[Record excerpts — start]

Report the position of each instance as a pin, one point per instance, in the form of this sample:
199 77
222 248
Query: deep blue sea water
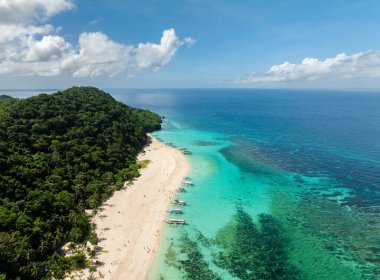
286 183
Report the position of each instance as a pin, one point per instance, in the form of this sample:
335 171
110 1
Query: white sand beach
129 224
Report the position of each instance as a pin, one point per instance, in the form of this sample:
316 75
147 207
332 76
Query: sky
190 43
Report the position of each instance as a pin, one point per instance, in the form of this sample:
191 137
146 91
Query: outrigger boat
175 222
188 183
175 211
181 190
179 202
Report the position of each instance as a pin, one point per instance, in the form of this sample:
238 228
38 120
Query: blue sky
115 43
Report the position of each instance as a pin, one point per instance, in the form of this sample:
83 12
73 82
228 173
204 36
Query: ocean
286 183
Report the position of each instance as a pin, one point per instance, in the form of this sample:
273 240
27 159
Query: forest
61 154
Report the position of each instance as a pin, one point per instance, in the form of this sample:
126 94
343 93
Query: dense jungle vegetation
60 154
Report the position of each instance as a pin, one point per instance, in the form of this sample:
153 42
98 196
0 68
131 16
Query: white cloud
155 56
25 11
29 46
362 65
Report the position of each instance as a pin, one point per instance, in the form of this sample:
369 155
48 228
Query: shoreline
130 223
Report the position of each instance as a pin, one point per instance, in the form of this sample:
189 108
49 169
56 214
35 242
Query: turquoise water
286 183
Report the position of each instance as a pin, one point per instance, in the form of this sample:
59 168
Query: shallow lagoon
286 183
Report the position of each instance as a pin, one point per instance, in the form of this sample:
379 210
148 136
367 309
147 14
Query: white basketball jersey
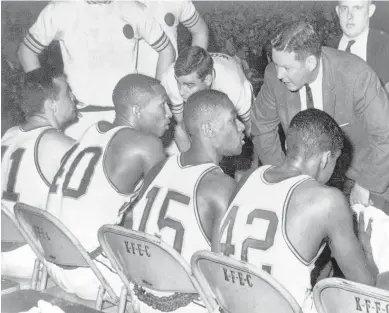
81 195
254 230
21 178
169 208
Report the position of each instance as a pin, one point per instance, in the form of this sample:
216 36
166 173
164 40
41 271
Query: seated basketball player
104 172
289 214
375 223
31 154
198 189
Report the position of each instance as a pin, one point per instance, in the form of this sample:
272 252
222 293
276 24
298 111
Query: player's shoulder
227 68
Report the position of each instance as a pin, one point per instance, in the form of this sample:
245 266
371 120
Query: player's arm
169 82
165 58
51 148
265 121
39 36
214 194
345 247
192 20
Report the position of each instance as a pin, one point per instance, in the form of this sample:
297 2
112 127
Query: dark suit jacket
377 53
352 95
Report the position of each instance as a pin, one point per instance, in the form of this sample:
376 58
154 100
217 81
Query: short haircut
194 59
133 89
298 37
313 131
38 87
204 107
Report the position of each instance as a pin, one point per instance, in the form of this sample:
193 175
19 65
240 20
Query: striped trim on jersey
161 43
192 21
284 234
33 44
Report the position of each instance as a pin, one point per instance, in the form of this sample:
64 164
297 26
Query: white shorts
82 281
18 263
87 119
379 234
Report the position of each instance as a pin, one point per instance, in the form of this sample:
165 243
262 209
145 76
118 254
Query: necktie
309 97
350 43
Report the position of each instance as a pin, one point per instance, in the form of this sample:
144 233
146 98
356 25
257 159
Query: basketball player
191 183
169 14
196 69
103 173
31 154
281 217
98 43
375 223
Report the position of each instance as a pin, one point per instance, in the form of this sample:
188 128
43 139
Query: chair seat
8 286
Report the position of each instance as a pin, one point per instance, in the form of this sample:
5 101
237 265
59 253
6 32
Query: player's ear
136 110
207 130
208 80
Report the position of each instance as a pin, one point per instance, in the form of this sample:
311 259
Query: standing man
358 38
98 42
31 154
169 14
196 69
304 75
281 217
189 191
103 173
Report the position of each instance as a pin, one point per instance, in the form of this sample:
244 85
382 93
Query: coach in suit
369 44
304 75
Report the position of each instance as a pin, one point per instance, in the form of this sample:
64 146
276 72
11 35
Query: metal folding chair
11 239
240 287
53 242
147 261
335 295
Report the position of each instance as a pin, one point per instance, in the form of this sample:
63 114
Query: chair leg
35 275
44 277
100 297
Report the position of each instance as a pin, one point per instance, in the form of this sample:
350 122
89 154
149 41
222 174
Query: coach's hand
360 195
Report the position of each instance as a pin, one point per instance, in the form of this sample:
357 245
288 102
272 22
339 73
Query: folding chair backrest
335 295
10 233
58 245
145 260
240 287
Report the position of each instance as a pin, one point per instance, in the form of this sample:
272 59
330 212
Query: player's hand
360 195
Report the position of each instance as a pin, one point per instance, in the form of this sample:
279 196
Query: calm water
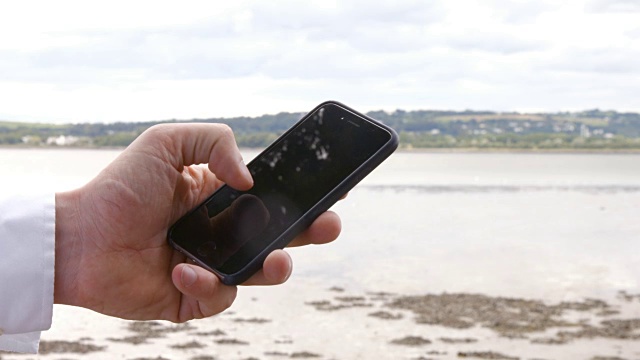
553 226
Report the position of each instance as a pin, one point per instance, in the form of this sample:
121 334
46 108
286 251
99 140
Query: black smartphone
297 178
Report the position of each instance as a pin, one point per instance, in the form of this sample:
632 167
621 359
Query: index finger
197 143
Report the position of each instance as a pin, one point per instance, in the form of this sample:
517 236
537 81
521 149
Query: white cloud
79 61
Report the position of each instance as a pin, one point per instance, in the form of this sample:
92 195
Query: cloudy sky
81 61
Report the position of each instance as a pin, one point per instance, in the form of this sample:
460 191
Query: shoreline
399 150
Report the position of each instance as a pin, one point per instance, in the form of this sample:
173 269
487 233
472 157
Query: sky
79 61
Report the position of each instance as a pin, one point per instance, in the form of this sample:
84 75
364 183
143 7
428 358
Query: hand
112 254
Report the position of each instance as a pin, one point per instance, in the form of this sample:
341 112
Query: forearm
68 247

[Record excerpts — finish]

■ What you are asked to do ■
Your answer must be an exact copy of the records, without the pictures.

■ Answer space ■
Report the position of each instance as a pin, one point per instance, in the form of this sample:
199 77
222 248
Query: deep blue sea water
286 183
Report the position of each instance as a pin, one point per instance, in the form of this sample:
335 171
110 1
Query: white sand beach
129 224
Report the position of each instance as a pin, one point per instance, in the form of this sample:
316 75
147 207
332 76
Query: sky
190 43
Report the position of each instance as a pin, one point per instance, in the form of this sample:
191 137
146 91
Query: outrigger boat
175 222
188 183
175 211
181 190
179 202
Report the position of each instance as a pin, one point per instance, in the form of this sample:
238 228
38 120
Query: blue sky
115 43
Report the position of each instance as a pin, one point per instance, in the form of this sample:
83 12
73 82
228 173
204 36
Query: ocean
286 183
Report the position of each instance as a pin, one point per instance, in the form of this sample:
273 240
27 159
Query: forest
61 154
Report the position of each instance as a pin, one point per instance, in the form of this sample:
126 94
343 93
Query: dense jungle vegetation
60 154
Report the position of each instance as a pin, one point per instance, in the form of this sample:
153 42
98 196
0 68
131 16
Query: white cloud
155 56
25 11
29 46
362 65
Report the position of each instance as a pin, one point per instance, in the form of this sample:
369 155
48 228
Query: shoreline
130 223
Report the position of each instance as a pin, one point per instance, in the form of this sample:
189 108
49 169
56 214
35 242
Query: turquoise water
286 183
Report the position of each instance as a pin, one point per instance, in the form of this sample:
59 168
Query: shallow lagoon
286 183
Report the position of each instance as a pin, one point per instance, in the form of this sample:
379 210
148 136
367 309
147 14
Query: white basketball jersey
81 195
254 230
21 178
169 208
Report the position of each instance as a pin, one point per instance, in the form of this sample:
216 36
166 173
164 40
41 271
Query: seated basketball player
104 172
289 214
375 223
31 154
198 189
Report the position of each instance as a pin, one point per instance, in the form of this sample:
272 252
222 293
276 24
298 111
Query: player's shoulder
227 68
Report the position of each instance as a pin, one point per instance, in the form of this sample:
245 266
371 120
Query: player's arm
169 82
165 58
51 148
265 121
39 36
214 194
345 247
192 20
Report the position of each instance as a pin, one point per instance, in the form of this sample:
297 2
112 127
Query: dark suit jacket
377 53
352 95
Report the position of each instance as a pin, one point per instance, in the form of this sample:
376 58
154 100
217 81
Query: short haircut
194 59
133 89
298 37
313 131
38 87
204 107
Report the position of each instance as a pin, one point per instance, in the form of this sample:
193 175
19 65
240 20
Query: striped trim on jersey
161 43
192 21
284 234
33 44
Report the position of each instance as a pin, one point per instance, in the form of this sample:
64 164
297 26
Query: white shorts
82 281
18 263
87 119
379 234
Report the position of each instance as a pin, one point per instance, in the form of this sample:
165 243
262 209
145 76
118 254
Query: necktie
309 97
350 43
Report the position of each instance as a pin, one point per instance, in the form of this sample:
144 233
146 98
356 25
257 159
Query: basketball player
191 183
169 14
196 69
103 173
31 154
281 217
98 43
375 223
Report the position of each instance as a pin, one point per instance, in the form of this sample:
188 128
43 139
Query: chair seat
8 286
Report the position of each instance as a pin, one point per instance, in the form of this sample:
5 101
237 265
59 253
6 32
Query: player's ear
136 110
207 130
208 80
Report the position of each instance as a pin, one point per instance, in the form of this sample:
311 259
Query: standing man
358 38
98 42
31 154
169 14
196 69
304 75
281 217
189 191
103 173
Report the position of each instance as a pin, one point per instance, in the form of this sample:
244 85
382 93
Query: coach in suit
369 44
304 75
Report the position of each instance as a pin, one point per instance, in the form of this sample:
64 146
276 72
11 35
Query: metal folding chair
11 239
240 287
53 242
147 261
335 295
Report the position of each instance as a pin, one point per instance, in the form of this sample:
63 114
Query: chair leg
35 275
44 277
100 297
Report the position of each instance as a pin, one point per instance, in the form of this sample:
350 122
89 154
149 41
222 174
Query: coach's hand
360 195
Report the position of each instance as a pin, one point per instance, in the form of this sample:
357 245
288 102
272 22
339 73
Query: folding chair backrest
335 295
10 233
58 245
145 260
240 287
Report the position of each instance as a pin, one point per instance, in the form of this sample:
272 59
330 212
Query: player's hand
360 195
Report the position of each instance as a pin, one point per instance, in the form of this sample:
279 196
Query: calm water
553 226
Report the position of each instance as a pin, one point per instance, in the form of this sample:
121 334
46 108
286 251
99 140
Query: black smartphone
297 178
Report the position of each instance as a pin, one point per instance, in the form of this sample:
632 167
621 359
Query: index finger
197 143
Report the position of each instance as a pin, one point per instance, in the form of this sample:
517 236
537 81
521 149
Query: white cloud
79 61
Report the position of each instance as a pin, one point per instance, in the form of this sample:
92 195
Query: cloudy sky
81 61
Report the position of each instance as a pin, one point per instance, in the form of this sample:
460 191
Query: shoreline
399 150
Report the position of each instance as a pin, one point per instance, in the form of this sample:
173 269
487 233
472 157
Query: sky
79 61
Report the position of each instance as a pin, one point per instance, in the form of this sample:
84 75
364 183
143 7
428 358
Query: hand
112 254
Report the position of each instance as a pin, one point per instance, in the form of this sample:
341 112
Query: forearm
68 247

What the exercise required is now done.